__Task to complete__
If a line holds the word "below", copy it from the entries.

__Data to examine__
▽
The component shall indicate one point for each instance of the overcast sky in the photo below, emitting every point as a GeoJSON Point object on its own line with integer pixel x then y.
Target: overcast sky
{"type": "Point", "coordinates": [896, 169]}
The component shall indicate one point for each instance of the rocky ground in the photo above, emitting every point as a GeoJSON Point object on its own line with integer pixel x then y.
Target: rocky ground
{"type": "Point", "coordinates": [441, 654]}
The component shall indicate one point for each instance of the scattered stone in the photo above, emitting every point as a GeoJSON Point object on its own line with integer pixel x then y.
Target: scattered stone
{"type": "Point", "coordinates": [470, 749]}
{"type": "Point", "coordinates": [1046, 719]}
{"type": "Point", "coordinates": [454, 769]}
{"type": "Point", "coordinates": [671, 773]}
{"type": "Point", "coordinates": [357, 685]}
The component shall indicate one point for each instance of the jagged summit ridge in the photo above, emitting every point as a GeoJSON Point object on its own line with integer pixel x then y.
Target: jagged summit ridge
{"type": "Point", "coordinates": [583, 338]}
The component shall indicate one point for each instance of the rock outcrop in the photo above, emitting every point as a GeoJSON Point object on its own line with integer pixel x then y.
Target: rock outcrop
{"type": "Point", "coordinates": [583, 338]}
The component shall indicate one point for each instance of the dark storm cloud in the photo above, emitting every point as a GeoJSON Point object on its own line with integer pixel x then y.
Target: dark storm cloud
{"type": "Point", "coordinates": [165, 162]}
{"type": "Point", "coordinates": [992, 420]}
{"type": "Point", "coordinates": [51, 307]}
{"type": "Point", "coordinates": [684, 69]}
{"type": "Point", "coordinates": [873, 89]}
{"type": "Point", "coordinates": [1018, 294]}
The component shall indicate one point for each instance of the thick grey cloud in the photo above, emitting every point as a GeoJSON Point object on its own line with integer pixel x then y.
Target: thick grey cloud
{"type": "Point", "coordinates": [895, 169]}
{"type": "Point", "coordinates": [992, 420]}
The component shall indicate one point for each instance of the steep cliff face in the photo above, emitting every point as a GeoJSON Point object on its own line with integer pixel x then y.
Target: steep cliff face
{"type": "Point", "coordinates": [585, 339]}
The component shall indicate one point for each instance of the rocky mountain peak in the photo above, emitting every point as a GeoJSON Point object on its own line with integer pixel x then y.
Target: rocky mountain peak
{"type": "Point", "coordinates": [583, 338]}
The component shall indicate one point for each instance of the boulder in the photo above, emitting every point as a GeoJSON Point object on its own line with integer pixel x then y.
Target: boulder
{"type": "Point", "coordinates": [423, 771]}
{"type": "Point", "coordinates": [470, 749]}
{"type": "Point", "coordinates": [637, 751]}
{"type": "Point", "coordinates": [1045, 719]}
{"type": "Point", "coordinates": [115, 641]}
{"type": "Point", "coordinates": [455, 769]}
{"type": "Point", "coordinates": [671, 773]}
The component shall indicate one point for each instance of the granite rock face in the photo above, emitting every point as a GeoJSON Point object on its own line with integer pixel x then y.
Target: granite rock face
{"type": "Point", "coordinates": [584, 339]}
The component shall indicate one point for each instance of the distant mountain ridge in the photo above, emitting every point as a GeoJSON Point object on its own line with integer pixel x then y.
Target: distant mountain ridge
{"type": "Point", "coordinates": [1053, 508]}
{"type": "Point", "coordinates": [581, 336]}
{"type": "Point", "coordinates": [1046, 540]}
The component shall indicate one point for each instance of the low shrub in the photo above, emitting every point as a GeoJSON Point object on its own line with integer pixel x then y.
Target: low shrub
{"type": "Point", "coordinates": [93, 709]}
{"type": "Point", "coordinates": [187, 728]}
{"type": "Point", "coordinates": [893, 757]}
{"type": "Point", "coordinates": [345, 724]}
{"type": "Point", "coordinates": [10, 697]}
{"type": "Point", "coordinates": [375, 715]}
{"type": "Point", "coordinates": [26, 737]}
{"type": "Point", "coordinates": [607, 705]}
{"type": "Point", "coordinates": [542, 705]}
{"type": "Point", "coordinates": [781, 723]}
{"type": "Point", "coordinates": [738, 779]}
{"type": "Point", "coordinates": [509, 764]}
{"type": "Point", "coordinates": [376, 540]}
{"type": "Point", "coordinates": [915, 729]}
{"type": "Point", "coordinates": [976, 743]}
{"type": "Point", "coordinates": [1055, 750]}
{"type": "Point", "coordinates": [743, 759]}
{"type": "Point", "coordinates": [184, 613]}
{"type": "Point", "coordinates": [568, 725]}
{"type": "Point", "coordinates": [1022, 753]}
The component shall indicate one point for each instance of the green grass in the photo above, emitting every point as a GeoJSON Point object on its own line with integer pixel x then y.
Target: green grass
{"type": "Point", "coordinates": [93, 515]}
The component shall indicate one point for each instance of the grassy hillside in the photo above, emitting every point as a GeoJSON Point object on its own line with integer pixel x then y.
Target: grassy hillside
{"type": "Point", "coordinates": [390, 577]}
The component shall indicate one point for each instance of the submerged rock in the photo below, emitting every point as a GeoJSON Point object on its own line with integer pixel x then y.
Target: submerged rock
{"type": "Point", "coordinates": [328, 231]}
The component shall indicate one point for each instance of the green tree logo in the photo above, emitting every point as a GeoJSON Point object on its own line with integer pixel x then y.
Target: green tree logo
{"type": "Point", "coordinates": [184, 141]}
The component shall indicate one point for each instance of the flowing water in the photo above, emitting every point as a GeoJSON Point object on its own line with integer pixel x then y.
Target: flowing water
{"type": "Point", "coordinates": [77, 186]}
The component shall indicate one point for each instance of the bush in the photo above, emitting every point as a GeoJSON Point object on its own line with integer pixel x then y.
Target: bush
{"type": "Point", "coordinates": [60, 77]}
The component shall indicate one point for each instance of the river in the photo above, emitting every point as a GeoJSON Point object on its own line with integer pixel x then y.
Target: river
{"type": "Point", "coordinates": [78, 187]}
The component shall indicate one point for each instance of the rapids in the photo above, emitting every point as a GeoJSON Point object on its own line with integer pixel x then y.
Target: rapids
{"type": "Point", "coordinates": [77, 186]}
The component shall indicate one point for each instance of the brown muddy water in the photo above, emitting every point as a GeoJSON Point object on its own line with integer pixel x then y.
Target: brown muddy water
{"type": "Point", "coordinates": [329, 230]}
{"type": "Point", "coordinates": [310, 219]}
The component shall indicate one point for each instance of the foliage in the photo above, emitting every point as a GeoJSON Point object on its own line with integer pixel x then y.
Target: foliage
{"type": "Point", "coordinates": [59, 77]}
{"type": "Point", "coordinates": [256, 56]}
△
__Exercise output__
The component shall indicate one point for each instance of the overcast sky in the photo below, emitting every point as a GeoJSON Point object on its own line with integer pixel x then y.
The component shall indicate one point for each instance of the submerged rock in the photo below, emitting every point as a GeoJSON Point object on its own line with integer pixel x then y.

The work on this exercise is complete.